What to produce: Output the material below in its entirety, exactly as given.

Supplied entries:

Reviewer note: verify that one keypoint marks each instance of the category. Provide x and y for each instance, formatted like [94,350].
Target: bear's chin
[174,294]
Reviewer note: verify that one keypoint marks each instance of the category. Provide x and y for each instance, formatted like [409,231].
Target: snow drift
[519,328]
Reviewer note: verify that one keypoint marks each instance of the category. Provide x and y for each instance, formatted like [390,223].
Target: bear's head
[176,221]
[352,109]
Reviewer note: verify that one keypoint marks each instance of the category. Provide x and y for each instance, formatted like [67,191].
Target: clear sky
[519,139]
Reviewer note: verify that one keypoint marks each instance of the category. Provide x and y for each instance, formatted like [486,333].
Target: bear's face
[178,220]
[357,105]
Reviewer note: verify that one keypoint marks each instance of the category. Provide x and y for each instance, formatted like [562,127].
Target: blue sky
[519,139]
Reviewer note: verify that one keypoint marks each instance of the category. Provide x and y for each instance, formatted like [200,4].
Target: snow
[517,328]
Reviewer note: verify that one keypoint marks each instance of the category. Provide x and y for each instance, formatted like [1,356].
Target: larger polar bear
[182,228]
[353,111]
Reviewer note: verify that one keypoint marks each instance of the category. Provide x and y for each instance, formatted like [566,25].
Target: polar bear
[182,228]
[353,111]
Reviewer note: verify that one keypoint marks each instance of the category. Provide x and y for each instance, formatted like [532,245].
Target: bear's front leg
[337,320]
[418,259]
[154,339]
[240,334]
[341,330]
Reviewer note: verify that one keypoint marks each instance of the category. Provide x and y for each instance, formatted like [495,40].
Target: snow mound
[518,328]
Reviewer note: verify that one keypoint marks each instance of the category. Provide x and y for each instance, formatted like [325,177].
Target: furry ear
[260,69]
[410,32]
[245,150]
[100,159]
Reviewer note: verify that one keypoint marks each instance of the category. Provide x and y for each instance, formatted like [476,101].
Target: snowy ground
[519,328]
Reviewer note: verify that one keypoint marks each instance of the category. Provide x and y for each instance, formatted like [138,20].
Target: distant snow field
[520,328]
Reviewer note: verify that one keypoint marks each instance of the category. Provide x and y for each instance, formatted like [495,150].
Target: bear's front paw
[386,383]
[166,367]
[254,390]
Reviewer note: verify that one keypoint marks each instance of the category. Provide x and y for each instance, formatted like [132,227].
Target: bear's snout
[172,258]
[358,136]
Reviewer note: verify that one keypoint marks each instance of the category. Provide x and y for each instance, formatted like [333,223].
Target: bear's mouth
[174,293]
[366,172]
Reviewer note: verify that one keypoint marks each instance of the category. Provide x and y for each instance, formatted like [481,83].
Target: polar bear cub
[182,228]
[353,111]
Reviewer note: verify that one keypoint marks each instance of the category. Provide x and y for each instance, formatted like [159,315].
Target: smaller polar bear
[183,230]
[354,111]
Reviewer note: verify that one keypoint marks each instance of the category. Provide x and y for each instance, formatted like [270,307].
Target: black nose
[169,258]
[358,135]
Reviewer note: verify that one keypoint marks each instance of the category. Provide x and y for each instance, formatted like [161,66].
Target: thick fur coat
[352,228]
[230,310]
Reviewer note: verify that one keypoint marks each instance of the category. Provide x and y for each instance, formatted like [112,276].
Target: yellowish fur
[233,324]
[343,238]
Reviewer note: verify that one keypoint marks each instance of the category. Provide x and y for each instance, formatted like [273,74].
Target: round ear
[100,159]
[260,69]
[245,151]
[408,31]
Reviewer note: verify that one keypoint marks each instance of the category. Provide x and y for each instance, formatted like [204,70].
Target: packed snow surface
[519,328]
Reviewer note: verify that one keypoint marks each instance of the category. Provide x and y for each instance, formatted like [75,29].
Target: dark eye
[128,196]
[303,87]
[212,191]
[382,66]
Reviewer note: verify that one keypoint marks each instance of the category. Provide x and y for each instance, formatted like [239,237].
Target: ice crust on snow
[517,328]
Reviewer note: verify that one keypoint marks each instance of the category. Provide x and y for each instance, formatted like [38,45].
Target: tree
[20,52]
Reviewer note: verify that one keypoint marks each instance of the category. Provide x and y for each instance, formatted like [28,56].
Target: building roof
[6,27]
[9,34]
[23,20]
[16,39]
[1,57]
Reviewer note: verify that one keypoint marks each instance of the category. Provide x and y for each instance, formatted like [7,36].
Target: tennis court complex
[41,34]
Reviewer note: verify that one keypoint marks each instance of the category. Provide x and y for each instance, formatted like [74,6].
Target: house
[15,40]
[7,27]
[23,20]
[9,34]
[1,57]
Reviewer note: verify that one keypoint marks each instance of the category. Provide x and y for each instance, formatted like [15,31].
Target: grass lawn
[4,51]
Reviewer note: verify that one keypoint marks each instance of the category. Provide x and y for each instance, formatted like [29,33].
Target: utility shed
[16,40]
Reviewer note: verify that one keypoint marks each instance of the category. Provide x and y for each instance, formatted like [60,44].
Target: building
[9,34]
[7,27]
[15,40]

Result below:
Reviewer note: verify that one keypoint marks each instance of the category. Provide x and y for each instance, formatted like [94,350].
Target: bear's chin
[174,294]
Reviewer note: verify that one keypoint marks each instance of the category. Provide x and y for each instance, formatted like [409,231].
Target: snow drift
[519,328]
Reviewer note: verify that one keypoint marks each instance of the category. Provide x and y for each instance, formatted like [390,223].
Target: bear's head
[176,221]
[352,109]
Reviewer note: verify that one keypoint marks each instance of the category. Provide x and y for each instance, formatted like [67,191].
Target: clear sky
[519,139]
Reviewer note: verify that one keypoint marks each instance of the category. Provide x and y for each instance, formatted like [486,333].
Target: bear's face
[178,220]
[357,105]
Reviewer note: verify that one keypoint marks each instance of the category. Provide x and y for each instance, formatted like [562,127].
Target: blue sky
[519,139]
Reviewer note: verify that one keypoint marks each instance of the category. Provide x and y for each instance, formatted like [200,4].
Target: snow
[517,328]
Reviewer note: verify that one keypoint marks each instance of the category. Provide x and y for each instance, formatted like [1,356].
Target: larger polar bear
[182,228]
[353,111]
Reviewer note: verify that one keypoint marks each instance of the category. Provide x and y for each instance, formatted like [566,25].
Target: polar bear
[182,228]
[353,111]
Reviewer note: verify that one keypoint marks each instance of the category. Provide x and y for each instance, formatted like [532,245].
Target: bear's front leg
[337,320]
[418,259]
[154,339]
[240,334]
[341,330]
Reviewer note: verify that one keypoint marks each instance of the category. Provide x and y for each instance, formatted like [495,40].
Target: snow mound
[518,328]
Reviewer note: verify that one keypoint marks each instance of the category. Provide x and y for each instance, formatted like [325,177].
Target: furry ear
[260,69]
[410,32]
[245,150]
[100,159]
Reviewer note: verify that one keypoint marks each instance of the category. Provide x and y for each instance, formatted like [476,101].
Target: snowy ground
[519,328]
Reviewer note: verify that one keypoint marks each instance of the category. Provide x and y for each instance, formatted like [138,20].
Target: distant snow field
[520,328]
Reviewer note: verify that one keypoint marks each instance of the category. Provide x and y for each instance, formatted like [495,150].
Target: bear's front paw
[386,383]
[166,367]
[254,390]
Reviewer note: verify that one keypoint marks each instance of the category. Provide x and y for each instance, formatted like [132,227].
Target: bear's snout
[172,258]
[358,136]
Reviewer note: verify that one keypoint marks each instance of the category. Provide x and y for each instance, formatted like [333,223].
Target: bear's mouth
[174,293]
[366,172]
Reviewer note: verify that one keypoint marks each instance of the category. Provide x and y for each instance, formatted like [481,83].
Target: polar bear cub
[182,228]
[353,111]
Reviewer note: verify that one keypoint marks each instance of the category. Provide x and y for each instance, formatted like [159,315].
Target: smaller polar bear
[183,230]
[354,111]
Reviewer note: verify that one keypoint marks each instance of the category. Provide x and y for each instance, formatted like [270,307].
Target: black nose
[169,258]
[358,135]
Reviewer note: verify that one keypoint marks each instance of the category. Provide x and y for each instance, formatted like [161,66].
Target: thick fur coat
[352,228]
[230,310]
Reviewer note: verify that one keypoint marks each instance of the category. Provide x and y for each instance, formatted like [112,276].
Target: yellowish fur
[233,324]
[343,238]
Reviewer note: verify that one keypoint marks each instance of the category. Provide x and y for each instance, formatted like [273,74].
Target: round ear
[100,159]
[260,69]
[245,151]
[408,31]
Reviewer note: verify that one keypoint marks each instance of the category. Provide x and y for each instance, formatted like [204,70].
Target: packed snow surface
[519,328]
Reviewer note: verify that one keypoint marks each instance of the category. Provide x and y for each instance, formatted like [75,29].
Target: dark eye
[128,196]
[303,87]
[212,191]
[382,66]
Reviewer note: verify that one keypoint marks each instance of the category. Provide x and y for each instance, formatted like [239,237].
Target: ice crust on snow
[517,328]
Reviewer note: verify that one keypoint marks each instance of the category. Provide x and y for each instance, formatted like [38,45].
Target: tree
[20,52]
Reviewer note: verify that one keypoint marks each instance of the category. Provide x and y for each instance, formatted like [28,56].
Target: building roof
[6,27]
[9,34]
[23,20]
[16,39]
[1,57]
Reviewer note: verify that one keypoint marks each instance of the category. Provide x and y for each instance, formatted like [7,36].
Target: tennis court complex
[41,34]
Reviewer note: verify that one keypoint marks each instance of the category. Provide x and y for each instance, formatted like [74,6].
Target: house
[15,40]
[7,27]
[23,20]
[9,34]
[1,57]
Reviewer note: verify that one keypoint marks each instance of the category. Provide x and y for each instance, formatted like [15,31].
Target: grass lawn
[4,51]
Reviewer note: verify that one keypoint marks each instance of the category. Provide x and y for each instance, formatted like [29,33].
Target: utility shed
[16,40]
Reviewer note: verify that one keypoint marks each instance of the category. Provide x and y for each instance, formatted like [60,44].
Target: building
[9,34]
[7,27]
[15,40]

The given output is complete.